:: Information
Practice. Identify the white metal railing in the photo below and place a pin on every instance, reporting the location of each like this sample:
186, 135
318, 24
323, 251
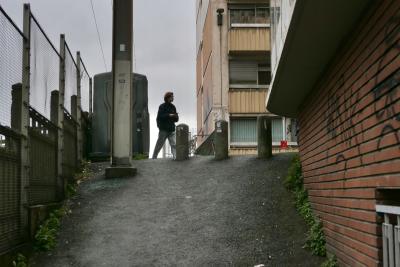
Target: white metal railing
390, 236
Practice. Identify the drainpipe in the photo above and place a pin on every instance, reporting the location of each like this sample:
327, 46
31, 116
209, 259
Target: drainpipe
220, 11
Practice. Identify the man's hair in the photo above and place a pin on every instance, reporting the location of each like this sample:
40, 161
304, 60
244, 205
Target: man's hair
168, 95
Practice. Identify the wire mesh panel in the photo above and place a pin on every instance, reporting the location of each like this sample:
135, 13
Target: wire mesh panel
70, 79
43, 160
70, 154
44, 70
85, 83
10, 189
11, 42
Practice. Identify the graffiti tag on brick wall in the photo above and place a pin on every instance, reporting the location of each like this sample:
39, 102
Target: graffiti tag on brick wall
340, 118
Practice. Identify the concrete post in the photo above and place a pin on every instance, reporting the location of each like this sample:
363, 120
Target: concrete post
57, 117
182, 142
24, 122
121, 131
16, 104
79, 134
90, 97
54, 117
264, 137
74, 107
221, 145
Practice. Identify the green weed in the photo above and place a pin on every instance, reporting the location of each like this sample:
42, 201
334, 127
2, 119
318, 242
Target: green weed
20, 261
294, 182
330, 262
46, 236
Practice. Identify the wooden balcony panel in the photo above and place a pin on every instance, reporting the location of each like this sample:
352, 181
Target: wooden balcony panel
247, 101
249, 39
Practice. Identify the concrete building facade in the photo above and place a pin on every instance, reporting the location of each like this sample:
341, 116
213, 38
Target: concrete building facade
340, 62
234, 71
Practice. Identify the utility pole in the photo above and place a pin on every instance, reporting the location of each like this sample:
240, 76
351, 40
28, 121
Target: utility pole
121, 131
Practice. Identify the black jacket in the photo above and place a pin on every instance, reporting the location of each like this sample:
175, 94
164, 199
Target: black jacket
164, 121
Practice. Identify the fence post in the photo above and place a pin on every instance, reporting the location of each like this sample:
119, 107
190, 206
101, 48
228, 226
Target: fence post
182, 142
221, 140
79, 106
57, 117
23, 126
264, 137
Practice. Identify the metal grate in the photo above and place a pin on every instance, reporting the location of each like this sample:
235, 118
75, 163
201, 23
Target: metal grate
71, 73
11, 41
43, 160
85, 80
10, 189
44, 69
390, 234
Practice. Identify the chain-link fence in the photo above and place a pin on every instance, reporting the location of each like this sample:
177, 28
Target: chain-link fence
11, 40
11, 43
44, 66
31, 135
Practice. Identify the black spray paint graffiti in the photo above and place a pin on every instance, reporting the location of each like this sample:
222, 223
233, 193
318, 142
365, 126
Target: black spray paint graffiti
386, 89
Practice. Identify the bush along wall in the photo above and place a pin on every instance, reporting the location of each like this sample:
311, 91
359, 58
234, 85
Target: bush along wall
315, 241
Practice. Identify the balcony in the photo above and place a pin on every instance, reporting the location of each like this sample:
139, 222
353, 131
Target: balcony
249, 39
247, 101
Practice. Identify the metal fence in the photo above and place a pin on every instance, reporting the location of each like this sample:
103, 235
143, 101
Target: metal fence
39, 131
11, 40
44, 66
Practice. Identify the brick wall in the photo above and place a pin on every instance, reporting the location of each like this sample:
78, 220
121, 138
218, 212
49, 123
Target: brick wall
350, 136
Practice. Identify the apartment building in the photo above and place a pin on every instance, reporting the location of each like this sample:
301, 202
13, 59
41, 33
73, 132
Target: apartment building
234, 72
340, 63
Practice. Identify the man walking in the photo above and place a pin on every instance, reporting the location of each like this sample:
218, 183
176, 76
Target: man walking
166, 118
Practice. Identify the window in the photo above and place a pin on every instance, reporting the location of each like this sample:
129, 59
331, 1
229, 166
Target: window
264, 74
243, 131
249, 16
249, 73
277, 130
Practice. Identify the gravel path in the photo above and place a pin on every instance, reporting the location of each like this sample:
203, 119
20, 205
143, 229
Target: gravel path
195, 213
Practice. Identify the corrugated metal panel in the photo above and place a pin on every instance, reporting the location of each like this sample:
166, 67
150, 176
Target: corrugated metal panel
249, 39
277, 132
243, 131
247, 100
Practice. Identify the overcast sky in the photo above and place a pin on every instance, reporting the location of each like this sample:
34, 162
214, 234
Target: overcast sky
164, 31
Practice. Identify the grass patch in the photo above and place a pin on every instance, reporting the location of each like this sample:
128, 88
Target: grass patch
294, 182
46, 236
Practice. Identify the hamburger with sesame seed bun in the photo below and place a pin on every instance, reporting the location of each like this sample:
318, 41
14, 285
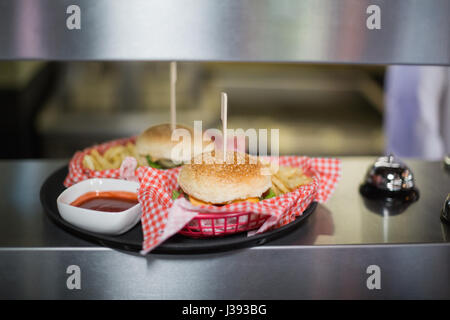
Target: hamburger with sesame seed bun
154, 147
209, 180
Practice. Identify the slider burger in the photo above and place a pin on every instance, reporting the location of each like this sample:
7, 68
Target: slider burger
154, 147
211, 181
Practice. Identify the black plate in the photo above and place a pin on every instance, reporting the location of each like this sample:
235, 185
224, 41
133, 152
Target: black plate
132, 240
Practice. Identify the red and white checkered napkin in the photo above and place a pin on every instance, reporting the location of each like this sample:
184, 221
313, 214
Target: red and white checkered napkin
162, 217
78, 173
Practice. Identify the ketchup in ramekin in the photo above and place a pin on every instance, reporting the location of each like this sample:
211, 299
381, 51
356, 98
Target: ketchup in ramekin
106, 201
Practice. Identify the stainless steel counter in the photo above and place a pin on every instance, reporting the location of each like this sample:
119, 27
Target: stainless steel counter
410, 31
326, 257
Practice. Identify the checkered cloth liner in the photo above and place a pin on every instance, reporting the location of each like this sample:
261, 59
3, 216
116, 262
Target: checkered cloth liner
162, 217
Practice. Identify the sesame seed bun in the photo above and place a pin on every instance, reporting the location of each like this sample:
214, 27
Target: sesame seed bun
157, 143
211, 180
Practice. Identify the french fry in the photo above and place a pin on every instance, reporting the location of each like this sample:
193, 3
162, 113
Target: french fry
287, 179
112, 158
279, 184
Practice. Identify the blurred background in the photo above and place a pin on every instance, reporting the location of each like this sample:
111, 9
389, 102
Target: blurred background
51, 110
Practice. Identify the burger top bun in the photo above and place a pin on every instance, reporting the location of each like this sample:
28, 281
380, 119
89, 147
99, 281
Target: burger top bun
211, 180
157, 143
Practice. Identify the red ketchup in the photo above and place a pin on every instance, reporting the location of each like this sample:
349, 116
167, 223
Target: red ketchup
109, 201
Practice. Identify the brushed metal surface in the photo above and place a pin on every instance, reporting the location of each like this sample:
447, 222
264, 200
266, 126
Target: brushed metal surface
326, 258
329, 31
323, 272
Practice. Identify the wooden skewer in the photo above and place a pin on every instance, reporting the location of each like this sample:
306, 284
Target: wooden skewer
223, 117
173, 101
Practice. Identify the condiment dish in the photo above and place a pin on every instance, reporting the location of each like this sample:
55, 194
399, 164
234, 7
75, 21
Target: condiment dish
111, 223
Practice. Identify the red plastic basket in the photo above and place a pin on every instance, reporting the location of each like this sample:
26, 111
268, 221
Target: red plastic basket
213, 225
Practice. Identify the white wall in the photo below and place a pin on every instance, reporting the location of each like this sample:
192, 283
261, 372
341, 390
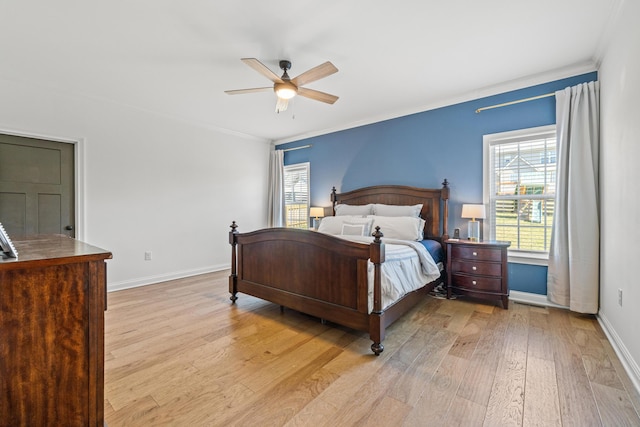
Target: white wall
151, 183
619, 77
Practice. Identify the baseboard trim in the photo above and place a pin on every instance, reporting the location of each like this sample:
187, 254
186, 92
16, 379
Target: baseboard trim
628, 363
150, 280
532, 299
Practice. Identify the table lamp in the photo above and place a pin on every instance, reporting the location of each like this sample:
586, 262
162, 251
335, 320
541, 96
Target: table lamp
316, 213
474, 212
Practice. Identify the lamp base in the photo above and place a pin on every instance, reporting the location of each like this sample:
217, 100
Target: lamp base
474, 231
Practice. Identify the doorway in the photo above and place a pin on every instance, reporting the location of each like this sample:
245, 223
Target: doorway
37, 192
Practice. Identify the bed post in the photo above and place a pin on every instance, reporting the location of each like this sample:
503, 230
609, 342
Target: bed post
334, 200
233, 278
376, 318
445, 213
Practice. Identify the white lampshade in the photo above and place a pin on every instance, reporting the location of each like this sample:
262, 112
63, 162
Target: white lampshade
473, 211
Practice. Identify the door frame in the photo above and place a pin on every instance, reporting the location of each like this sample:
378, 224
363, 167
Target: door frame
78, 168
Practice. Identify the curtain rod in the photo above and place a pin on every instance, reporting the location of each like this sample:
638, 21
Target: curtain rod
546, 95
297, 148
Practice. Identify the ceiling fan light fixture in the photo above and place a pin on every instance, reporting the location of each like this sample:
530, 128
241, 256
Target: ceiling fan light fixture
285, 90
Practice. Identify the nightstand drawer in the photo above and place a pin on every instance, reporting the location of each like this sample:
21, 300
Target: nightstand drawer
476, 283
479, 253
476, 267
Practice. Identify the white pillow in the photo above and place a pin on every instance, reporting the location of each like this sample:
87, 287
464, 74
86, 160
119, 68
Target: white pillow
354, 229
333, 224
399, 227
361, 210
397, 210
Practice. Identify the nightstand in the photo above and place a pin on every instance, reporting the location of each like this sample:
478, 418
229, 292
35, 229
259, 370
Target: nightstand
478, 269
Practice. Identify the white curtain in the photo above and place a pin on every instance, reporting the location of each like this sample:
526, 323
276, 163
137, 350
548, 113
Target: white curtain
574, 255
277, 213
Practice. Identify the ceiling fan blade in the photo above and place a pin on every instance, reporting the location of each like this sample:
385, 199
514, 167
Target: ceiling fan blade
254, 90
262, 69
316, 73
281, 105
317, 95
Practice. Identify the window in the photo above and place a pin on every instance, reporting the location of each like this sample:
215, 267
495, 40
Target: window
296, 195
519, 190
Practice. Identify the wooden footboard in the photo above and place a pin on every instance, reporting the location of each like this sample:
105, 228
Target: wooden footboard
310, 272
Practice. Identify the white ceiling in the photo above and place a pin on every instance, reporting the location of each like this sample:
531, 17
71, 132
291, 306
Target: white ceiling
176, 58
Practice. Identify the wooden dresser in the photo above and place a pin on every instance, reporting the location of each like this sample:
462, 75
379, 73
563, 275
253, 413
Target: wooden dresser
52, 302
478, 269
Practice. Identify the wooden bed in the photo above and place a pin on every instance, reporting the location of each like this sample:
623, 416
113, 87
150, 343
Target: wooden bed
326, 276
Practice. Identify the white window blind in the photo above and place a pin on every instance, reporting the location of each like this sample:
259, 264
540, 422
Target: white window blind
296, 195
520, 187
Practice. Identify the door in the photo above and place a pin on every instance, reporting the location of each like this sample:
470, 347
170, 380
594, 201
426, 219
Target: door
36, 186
::::
:: Information
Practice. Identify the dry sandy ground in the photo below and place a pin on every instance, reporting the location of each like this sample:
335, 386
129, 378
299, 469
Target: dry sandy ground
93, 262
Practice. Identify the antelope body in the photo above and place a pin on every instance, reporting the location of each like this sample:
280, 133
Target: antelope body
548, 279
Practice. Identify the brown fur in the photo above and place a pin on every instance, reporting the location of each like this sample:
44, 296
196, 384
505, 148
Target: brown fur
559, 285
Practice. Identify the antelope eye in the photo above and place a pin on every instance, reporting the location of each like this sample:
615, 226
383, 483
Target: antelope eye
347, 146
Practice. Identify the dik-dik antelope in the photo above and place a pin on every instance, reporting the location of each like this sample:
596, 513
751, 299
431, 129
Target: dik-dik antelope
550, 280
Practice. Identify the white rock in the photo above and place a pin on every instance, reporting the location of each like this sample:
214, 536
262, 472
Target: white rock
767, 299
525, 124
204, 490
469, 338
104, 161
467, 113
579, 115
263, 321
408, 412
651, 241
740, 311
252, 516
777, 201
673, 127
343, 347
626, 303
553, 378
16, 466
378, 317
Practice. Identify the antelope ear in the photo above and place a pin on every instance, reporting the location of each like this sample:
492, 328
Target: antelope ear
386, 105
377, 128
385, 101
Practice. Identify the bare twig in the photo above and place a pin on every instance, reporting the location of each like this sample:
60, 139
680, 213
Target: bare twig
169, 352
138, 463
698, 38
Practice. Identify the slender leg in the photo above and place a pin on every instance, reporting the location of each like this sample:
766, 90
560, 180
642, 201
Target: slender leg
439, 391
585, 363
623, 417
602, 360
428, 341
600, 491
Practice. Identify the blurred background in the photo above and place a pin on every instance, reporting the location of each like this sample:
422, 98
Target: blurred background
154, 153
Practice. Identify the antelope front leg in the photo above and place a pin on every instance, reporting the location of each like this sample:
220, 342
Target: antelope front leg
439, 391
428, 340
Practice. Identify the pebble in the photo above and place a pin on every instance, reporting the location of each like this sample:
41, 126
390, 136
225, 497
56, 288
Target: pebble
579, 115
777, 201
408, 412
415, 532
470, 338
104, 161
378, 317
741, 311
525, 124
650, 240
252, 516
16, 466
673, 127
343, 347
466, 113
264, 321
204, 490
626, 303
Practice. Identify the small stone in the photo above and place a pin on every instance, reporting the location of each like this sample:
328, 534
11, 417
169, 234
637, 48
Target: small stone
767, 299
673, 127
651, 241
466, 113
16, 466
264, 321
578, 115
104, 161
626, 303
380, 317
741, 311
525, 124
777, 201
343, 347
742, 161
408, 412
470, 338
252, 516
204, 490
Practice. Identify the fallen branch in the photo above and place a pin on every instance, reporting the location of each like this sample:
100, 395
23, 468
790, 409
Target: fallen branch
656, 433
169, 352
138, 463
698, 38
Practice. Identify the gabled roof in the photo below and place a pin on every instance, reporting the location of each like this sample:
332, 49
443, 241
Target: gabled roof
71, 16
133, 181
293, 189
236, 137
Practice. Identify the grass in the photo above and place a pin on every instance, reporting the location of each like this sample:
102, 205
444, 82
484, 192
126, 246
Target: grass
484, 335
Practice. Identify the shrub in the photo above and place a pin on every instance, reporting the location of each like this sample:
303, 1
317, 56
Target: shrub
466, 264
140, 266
::::
▶ **Task description**:
Check each line of the entries above for the string "below", and return those that contain it.

▶ **Response to the exercise**:
Practice. Identify the white metal railing in the photo below and place a pin on every instance, reporting the location of each like this sample:
Practice. Identify the hamburger with sesame seed bun in the photo below and place a pin on every instance, reporting the location of each like this sample:
Practice. Identify the white wall in the photo below and place a pin on every instance, reporting the location of each like this sample:
Practice. Identify the dry sandy ground in the photo below and place a pin on every instance, reporting the location of each like this sample:
Practice. Identify the gabled roof in the photo below and place a pin on every instance, reporting the location of each like this sample:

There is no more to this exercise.